*** Opening of SOURCE RECORDS ***

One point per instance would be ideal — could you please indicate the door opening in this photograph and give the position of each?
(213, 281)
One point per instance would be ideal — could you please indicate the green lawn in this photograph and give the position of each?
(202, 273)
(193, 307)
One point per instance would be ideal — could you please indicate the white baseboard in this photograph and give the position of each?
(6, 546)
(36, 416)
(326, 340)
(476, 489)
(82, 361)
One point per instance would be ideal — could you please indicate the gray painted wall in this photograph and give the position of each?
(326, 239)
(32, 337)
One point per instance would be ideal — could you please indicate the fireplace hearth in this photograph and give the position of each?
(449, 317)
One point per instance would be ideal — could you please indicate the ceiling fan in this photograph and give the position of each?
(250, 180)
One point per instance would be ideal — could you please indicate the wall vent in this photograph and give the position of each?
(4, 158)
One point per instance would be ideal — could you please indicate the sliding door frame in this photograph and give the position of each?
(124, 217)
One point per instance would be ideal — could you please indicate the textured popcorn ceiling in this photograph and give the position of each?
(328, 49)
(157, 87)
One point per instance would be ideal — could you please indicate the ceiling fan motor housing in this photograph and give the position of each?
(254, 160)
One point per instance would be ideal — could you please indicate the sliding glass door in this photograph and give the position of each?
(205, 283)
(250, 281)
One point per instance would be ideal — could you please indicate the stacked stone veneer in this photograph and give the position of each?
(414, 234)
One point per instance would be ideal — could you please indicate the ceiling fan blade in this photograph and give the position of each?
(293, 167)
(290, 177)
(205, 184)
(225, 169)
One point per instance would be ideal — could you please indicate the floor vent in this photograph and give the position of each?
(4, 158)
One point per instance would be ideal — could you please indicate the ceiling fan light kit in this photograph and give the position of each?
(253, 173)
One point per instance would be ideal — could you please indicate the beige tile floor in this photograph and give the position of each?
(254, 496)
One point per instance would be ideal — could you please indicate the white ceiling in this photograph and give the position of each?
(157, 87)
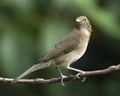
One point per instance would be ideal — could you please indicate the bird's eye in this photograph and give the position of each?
(85, 19)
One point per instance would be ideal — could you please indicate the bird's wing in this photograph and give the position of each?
(66, 45)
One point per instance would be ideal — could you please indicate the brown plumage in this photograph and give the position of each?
(69, 49)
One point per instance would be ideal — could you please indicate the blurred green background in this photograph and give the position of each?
(28, 28)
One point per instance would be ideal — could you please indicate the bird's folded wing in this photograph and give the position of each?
(66, 45)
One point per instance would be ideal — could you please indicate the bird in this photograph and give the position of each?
(66, 51)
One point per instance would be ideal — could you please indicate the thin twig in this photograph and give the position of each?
(66, 79)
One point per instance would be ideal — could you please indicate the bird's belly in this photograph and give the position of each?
(67, 59)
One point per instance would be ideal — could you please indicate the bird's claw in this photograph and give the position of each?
(78, 76)
(62, 80)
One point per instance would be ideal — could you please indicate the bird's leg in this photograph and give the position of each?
(62, 76)
(77, 70)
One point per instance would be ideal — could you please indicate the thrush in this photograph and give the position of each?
(68, 50)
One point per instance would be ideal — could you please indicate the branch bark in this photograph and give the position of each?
(66, 79)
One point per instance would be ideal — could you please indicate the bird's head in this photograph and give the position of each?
(83, 21)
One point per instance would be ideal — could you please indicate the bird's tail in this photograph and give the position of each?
(32, 69)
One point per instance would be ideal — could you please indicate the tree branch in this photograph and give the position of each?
(66, 79)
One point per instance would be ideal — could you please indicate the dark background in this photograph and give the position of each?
(28, 28)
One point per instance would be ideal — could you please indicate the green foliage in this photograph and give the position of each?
(28, 28)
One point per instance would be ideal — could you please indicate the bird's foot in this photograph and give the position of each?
(62, 80)
(80, 73)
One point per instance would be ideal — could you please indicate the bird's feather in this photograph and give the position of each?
(67, 44)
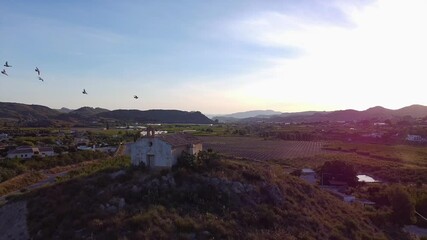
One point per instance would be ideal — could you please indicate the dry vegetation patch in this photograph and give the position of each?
(233, 199)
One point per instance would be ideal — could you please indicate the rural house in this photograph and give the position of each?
(26, 152)
(309, 175)
(162, 151)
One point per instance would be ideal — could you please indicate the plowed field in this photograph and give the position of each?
(260, 149)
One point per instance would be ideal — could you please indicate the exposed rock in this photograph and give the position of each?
(122, 203)
(135, 189)
(117, 174)
(111, 209)
(273, 194)
(237, 187)
(171, 182)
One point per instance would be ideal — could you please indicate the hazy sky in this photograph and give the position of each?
(217, 56)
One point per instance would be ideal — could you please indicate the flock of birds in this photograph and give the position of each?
(40, 78)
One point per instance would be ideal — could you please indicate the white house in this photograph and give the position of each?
(46, 152)
(162, 151)
(415, 138)
(4, 137)
(309, 175)
(26, 152)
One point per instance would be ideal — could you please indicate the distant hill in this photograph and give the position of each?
(36, 115)
(64, 110)
(375, 113)
(88, 111)
(157, 116)
(26, 112)
(248, 114)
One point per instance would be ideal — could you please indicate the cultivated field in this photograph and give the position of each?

*** Close of SOURCE RECORDS ***

> **ACTION ITEM**:
From the line that holds "indicate the hazy" down to the last line of the material, copy every line exactly and add nothing.

> **EXERCISE OUTPUT**:
One point per instance would be ideal — could you please indicate the hazy sky in this photograph and give the position of each?
(217, 56)
One point per instance would be ideal — could you please indicate the flock of birds in this photograph and give the position of each?
(40, 78)
One point per instance would be ideal — could you please indicate the white house in this photograph and give the position of each?
(46, 152)
(162, 151)
(415, 138)
(4, 137)
(309, 175)
(26, 152)
One point per instance would be ideal — could you please indicate the distant hill in this photograph and give the position of each?
(36, 115)
(64, 110)
(375, 113)
(88, 111)
(157, 116)
(26, 112)
(248, 114)
One point per instance would be ideal — could you please indicate the cultivated field in this photograph and give the position of each?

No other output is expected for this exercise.